In the passage on California's End of Life Option Act, reproduce everything from "The option of" down to "of medical treatment.".

▸ SOURCE DOCUMENT
--------------------
In 2021, the California End of Life Option Act (EOLOA) was updated with the passage of SB 380 (Blakespear), extending the sunset provision for this Act to January 1, 2031 among other revisions. The act requires healthcare facilities (including Acute Hospitals, SNFs, Hospices, and medical offices) to post a publicly visible notice on their websites and offices stating their policy with respect to the EOLOA, including if they and their employees are prohibited from participating in this Act. All of our readers who work in skilled nursing facilities should take time to ensure that the EOLOA policy is posted on the facility’s publicly-facing website, as required by Health & Safety Code (HSC) 443.15.
The option of Medical Aid in Dying is only available to a mentally competent adult who has a confirmed terminal illness with less than 6 months to live. The time from the first oral request to the second oral request was reduced to 2 days, and the clock starts ticking at the time of the first request, even if the provider to whom the first request was made does not participate. All providers must document this request in their patient care notes, even if they do not participate in the Act. In addition to the two oral requests, a valid written request must be signed, dated, and witnessed by two witnesses, of which only one can be either related by blood, marriage, domestic partnership, someone entitled to part of their estate, or by a person related to the place of residence or a provider of medical treatment.
--------------------
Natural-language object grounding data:
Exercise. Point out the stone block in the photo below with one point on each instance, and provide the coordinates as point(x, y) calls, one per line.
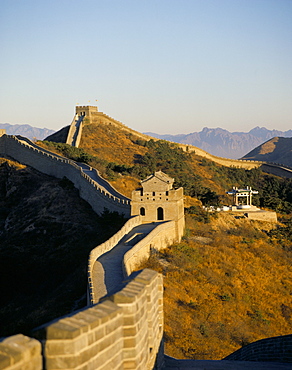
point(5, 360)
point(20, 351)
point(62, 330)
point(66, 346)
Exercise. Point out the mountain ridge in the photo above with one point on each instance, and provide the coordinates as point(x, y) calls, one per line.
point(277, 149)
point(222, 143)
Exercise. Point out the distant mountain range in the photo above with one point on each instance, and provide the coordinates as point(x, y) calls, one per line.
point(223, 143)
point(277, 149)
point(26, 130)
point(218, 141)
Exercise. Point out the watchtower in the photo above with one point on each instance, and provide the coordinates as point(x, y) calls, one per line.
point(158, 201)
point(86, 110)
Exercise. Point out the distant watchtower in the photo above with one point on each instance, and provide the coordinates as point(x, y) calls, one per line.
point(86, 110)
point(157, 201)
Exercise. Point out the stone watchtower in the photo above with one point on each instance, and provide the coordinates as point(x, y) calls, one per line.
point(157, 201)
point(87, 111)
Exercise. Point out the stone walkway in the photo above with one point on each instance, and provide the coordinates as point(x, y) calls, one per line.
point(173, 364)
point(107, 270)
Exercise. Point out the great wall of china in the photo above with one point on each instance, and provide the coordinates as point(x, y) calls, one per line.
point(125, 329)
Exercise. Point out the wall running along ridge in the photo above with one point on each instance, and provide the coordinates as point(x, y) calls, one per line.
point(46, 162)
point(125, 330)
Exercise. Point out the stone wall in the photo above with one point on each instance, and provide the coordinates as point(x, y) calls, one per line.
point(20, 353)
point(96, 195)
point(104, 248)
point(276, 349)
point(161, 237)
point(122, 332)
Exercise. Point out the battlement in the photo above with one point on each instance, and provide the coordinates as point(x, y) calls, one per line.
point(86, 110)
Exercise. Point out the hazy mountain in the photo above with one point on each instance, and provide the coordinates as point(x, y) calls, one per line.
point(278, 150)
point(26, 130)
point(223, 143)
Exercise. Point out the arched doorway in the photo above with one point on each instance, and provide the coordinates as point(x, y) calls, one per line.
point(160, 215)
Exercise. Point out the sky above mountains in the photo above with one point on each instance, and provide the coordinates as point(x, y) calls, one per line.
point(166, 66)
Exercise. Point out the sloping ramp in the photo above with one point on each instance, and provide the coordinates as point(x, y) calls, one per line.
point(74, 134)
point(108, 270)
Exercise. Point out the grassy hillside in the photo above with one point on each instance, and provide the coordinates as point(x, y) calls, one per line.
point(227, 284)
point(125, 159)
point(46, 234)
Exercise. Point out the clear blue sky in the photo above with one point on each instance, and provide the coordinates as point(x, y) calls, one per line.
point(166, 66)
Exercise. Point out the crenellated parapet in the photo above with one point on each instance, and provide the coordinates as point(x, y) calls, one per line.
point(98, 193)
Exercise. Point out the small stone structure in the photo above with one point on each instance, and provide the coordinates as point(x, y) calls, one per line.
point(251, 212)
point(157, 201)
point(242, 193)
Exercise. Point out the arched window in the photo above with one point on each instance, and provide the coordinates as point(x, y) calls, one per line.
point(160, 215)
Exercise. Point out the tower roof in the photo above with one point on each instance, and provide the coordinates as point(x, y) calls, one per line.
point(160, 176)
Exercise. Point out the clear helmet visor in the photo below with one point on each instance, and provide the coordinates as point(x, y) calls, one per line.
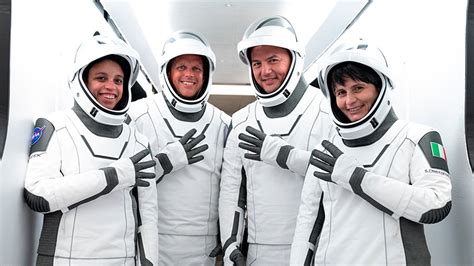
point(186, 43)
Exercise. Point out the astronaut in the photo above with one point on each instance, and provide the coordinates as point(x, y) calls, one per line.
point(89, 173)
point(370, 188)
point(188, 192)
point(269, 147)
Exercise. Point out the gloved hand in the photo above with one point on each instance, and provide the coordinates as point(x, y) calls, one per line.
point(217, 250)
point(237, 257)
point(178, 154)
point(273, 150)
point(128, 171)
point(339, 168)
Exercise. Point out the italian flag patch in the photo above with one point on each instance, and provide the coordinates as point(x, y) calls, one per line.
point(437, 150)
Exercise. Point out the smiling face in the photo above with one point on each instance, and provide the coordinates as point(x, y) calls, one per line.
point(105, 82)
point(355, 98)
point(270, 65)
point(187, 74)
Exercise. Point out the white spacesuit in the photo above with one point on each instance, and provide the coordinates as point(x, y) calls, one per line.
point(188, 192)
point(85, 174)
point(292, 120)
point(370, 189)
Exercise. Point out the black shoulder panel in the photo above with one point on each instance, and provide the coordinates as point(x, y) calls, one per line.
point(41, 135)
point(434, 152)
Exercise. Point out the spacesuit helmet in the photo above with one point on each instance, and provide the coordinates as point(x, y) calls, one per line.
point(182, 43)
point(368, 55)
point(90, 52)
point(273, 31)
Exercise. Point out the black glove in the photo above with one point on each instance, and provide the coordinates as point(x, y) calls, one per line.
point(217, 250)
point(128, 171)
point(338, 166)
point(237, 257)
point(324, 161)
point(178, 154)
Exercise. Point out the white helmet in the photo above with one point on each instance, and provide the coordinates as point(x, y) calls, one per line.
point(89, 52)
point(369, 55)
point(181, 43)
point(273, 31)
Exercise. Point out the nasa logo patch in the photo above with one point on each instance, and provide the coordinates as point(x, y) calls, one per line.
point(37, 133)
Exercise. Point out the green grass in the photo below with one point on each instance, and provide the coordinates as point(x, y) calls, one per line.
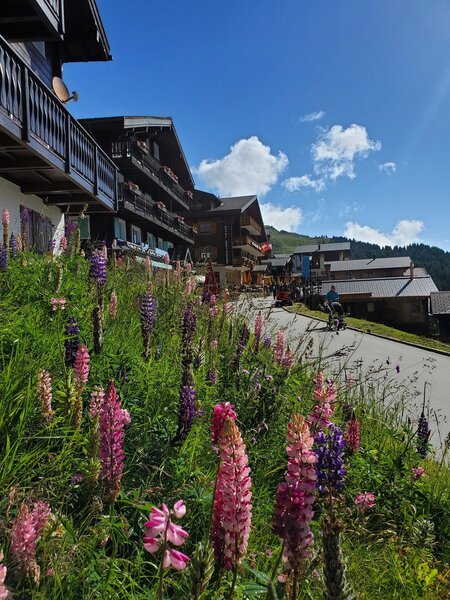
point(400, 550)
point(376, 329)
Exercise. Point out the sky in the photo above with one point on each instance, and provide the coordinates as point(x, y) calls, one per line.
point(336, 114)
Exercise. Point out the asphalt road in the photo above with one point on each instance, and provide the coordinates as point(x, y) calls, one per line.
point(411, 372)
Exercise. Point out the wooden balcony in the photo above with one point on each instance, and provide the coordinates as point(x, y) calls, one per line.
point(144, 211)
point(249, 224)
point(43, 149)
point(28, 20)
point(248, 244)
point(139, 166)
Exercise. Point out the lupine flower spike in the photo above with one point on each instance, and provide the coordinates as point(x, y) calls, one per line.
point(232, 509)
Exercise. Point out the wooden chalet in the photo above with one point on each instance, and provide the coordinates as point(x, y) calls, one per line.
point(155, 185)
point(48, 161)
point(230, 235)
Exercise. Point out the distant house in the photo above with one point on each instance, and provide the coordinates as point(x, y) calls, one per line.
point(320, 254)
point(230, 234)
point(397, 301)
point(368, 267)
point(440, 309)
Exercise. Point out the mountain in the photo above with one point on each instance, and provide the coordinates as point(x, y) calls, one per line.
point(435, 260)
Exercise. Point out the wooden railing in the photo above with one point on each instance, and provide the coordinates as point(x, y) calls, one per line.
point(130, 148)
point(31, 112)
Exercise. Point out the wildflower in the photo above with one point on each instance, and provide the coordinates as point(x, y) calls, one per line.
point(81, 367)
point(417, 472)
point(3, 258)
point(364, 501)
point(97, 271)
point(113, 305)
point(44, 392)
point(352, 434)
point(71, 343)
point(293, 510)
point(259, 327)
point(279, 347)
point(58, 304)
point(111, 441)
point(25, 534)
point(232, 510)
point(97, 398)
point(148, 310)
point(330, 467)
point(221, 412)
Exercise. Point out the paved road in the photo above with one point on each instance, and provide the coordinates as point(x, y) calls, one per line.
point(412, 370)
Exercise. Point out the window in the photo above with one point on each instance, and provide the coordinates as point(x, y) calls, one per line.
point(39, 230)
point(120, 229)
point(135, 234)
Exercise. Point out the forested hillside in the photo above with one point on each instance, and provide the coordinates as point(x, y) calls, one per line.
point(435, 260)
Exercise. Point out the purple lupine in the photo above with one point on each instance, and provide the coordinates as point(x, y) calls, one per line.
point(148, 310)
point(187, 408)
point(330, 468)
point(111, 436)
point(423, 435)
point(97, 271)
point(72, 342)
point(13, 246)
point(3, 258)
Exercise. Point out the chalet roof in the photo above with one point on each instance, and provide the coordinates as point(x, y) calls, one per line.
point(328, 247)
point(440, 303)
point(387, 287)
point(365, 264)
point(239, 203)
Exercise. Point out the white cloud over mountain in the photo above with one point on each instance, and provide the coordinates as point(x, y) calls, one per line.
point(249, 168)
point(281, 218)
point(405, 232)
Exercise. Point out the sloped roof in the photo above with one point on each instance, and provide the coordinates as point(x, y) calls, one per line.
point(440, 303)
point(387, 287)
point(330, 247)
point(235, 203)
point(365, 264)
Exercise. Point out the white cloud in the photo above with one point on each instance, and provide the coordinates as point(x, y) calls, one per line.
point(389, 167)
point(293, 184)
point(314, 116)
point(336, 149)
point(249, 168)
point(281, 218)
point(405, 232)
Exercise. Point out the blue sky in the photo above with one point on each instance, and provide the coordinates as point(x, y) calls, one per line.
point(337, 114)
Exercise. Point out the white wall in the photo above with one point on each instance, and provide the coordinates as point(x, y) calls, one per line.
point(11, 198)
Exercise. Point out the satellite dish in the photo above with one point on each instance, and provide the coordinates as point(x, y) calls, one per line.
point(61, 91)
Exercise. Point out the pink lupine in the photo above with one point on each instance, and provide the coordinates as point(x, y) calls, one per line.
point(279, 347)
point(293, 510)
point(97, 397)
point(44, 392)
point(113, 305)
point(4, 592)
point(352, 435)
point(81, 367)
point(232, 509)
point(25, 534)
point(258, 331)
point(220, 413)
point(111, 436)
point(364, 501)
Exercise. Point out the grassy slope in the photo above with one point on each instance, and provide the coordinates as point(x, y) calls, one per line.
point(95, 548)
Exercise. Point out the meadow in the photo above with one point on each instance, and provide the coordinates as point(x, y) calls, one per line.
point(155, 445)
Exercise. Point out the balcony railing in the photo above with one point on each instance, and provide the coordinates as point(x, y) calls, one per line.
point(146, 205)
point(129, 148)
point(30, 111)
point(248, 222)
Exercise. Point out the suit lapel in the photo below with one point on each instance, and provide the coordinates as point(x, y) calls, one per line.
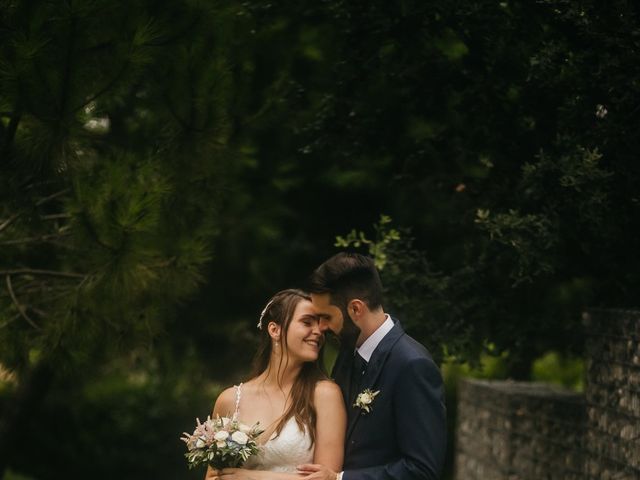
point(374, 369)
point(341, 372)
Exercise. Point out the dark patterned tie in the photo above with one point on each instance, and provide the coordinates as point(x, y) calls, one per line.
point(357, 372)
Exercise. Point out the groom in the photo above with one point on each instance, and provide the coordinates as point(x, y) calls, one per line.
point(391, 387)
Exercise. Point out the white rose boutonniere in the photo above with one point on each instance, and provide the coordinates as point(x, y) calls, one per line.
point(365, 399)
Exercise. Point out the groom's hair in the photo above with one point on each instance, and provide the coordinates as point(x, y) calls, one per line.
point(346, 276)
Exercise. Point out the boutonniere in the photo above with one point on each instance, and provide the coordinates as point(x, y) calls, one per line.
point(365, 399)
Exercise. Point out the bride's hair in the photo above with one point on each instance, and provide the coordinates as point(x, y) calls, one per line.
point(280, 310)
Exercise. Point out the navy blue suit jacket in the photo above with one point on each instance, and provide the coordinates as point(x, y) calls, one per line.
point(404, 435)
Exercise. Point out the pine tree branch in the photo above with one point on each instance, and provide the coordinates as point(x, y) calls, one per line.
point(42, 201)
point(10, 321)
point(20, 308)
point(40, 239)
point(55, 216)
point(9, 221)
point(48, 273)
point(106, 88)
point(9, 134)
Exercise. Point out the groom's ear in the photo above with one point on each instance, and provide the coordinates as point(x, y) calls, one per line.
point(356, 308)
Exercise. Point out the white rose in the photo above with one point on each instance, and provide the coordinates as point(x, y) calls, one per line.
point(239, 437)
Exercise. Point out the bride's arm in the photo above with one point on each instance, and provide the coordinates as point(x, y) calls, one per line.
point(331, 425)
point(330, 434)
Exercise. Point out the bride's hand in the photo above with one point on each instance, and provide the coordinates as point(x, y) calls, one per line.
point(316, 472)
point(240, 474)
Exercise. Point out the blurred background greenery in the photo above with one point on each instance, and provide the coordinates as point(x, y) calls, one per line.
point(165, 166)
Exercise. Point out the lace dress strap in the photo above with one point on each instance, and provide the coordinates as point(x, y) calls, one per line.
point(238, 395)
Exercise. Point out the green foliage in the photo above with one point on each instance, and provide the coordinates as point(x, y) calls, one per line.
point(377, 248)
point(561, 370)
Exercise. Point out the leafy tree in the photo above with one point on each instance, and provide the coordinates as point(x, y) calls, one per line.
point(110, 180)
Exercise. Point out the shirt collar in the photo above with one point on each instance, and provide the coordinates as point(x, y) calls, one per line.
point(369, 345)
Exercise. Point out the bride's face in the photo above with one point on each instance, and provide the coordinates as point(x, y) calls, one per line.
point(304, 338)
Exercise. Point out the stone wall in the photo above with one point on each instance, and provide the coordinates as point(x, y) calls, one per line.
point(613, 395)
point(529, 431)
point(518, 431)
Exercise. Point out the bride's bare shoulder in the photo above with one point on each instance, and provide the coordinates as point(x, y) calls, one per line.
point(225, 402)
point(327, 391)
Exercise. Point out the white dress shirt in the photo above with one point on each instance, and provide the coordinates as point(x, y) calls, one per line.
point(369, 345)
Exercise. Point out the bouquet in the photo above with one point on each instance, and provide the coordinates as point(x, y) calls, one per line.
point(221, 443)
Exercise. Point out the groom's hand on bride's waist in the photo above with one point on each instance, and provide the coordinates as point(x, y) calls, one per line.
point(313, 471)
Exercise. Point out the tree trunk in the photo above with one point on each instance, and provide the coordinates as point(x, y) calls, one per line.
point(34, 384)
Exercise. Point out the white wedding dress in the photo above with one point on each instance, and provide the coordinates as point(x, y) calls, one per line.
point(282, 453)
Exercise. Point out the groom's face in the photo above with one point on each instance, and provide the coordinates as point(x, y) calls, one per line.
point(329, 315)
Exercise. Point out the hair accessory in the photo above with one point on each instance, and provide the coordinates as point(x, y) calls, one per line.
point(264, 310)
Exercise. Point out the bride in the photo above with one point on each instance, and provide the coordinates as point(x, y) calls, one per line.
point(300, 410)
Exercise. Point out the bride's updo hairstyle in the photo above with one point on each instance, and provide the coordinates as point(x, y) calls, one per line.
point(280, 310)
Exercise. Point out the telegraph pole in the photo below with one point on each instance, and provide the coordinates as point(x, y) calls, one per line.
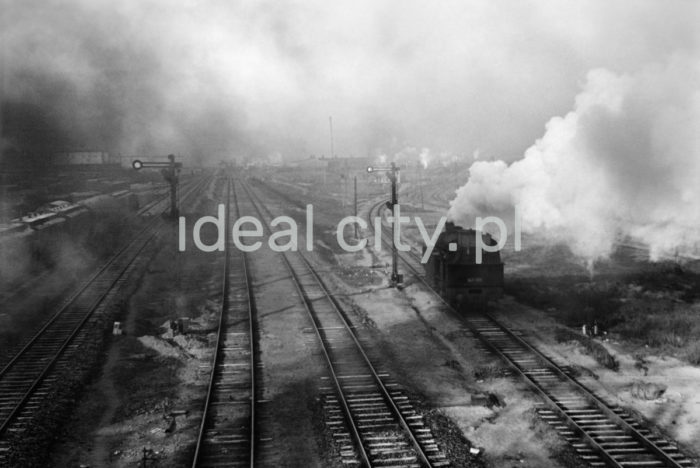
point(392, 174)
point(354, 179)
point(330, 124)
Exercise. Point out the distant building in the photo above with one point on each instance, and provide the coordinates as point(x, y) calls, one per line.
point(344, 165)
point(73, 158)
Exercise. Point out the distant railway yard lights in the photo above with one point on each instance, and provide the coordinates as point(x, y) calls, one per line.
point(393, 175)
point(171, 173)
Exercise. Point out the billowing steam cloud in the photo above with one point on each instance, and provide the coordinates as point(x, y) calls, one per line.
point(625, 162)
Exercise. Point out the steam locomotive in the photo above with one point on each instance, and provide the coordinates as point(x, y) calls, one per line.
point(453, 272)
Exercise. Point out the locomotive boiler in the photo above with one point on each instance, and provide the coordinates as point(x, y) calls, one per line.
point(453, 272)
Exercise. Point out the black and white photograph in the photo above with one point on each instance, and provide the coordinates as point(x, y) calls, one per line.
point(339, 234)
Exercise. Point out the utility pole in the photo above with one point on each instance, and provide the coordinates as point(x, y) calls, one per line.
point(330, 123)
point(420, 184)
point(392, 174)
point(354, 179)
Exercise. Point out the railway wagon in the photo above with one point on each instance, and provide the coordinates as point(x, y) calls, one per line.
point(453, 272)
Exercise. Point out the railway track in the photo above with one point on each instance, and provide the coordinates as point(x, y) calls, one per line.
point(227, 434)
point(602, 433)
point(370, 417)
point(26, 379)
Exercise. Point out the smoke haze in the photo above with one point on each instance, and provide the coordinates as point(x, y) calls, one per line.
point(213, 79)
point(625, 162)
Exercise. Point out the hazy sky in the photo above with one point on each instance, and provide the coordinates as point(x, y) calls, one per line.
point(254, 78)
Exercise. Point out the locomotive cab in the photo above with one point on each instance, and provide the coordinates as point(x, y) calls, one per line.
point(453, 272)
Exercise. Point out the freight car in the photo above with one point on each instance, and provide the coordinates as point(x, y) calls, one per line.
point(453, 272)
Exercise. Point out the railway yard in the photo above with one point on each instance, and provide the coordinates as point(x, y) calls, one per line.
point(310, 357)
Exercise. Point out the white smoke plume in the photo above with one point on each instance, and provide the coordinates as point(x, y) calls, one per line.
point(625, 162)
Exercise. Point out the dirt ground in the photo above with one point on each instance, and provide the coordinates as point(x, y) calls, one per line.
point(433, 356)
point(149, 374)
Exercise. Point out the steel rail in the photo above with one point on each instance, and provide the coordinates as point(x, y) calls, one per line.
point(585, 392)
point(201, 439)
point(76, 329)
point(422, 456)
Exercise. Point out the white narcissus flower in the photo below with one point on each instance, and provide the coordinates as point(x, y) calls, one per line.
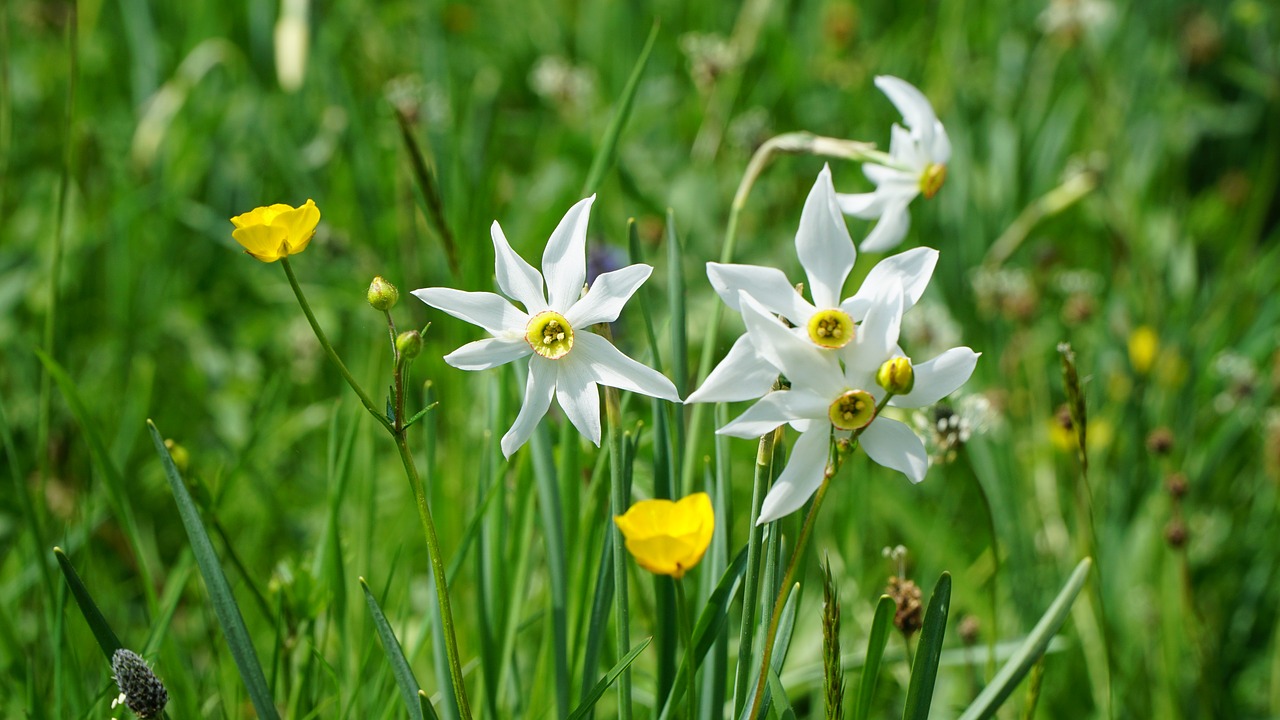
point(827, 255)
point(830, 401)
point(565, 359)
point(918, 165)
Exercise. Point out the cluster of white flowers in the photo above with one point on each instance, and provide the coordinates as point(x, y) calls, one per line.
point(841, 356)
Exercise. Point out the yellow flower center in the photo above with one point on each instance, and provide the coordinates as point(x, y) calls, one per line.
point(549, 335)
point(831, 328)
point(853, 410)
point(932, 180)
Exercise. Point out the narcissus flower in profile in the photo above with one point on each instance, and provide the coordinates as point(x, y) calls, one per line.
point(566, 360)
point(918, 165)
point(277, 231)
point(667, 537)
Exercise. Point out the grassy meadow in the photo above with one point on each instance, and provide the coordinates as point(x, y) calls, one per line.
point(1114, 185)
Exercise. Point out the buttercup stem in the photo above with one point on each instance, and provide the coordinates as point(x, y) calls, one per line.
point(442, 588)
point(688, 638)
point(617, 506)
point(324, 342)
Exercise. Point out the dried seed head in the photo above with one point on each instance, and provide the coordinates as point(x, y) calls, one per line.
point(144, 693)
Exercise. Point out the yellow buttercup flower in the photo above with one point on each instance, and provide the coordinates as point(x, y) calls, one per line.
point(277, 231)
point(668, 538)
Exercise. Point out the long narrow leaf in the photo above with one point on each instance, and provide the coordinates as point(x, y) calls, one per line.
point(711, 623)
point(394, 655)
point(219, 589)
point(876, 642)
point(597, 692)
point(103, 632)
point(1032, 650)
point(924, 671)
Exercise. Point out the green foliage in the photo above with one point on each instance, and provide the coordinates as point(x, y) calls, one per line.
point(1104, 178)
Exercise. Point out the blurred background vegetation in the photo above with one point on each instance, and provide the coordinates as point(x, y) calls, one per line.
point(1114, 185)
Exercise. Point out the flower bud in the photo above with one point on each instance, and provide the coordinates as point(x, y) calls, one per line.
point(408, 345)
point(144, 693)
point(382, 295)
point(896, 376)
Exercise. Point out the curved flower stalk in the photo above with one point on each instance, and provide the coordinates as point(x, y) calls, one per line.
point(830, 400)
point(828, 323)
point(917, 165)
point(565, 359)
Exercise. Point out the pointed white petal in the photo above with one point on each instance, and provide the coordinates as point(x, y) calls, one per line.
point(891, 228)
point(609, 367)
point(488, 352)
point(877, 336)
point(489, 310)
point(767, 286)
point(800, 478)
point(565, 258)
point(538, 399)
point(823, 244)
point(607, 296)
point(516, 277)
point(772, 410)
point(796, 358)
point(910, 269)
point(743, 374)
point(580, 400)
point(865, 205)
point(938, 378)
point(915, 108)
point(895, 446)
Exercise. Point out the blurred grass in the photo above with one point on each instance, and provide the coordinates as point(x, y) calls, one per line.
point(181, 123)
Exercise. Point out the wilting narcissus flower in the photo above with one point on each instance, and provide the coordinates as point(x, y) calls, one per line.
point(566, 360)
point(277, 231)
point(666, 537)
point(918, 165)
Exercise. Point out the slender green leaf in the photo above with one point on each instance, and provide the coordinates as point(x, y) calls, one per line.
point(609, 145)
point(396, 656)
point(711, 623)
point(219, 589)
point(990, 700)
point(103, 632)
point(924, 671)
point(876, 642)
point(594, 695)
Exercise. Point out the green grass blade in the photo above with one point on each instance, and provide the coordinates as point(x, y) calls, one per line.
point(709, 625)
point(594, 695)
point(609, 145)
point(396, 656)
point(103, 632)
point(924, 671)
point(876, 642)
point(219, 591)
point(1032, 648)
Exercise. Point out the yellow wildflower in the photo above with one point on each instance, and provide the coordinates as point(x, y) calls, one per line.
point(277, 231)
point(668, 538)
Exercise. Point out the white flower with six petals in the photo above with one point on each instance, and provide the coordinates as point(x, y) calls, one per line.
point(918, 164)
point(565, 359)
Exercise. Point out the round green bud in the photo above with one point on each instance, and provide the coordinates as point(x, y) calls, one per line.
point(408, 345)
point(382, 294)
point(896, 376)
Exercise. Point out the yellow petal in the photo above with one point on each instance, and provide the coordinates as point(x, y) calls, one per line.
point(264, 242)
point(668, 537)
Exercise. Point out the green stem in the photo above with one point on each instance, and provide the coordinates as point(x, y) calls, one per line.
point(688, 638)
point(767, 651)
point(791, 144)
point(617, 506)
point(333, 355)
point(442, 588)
--------------------
▸ SOLUTION FOR THIS TASK
The option of Medical Aid in Dying is only available to a mentally competent adult who has a confirmed terminal illness with less than 6 months to live. The time from the first oral request to the second oral request was reduced to 2 days, and the clock starts ticking at the time of the first request, even if the provider to whom the first request was made does not participate. All providers must document this request in their patient care notes, even if they do not participate in the Act. In addition to the two oral requests, a valid written request must be signed, dated, and witnessed by two witnesses, of which only one can be either related by blood, marriage, domestic partnership, someone entitled to part of their estate, or by a person related to the place of residence or a provider of medical treatment.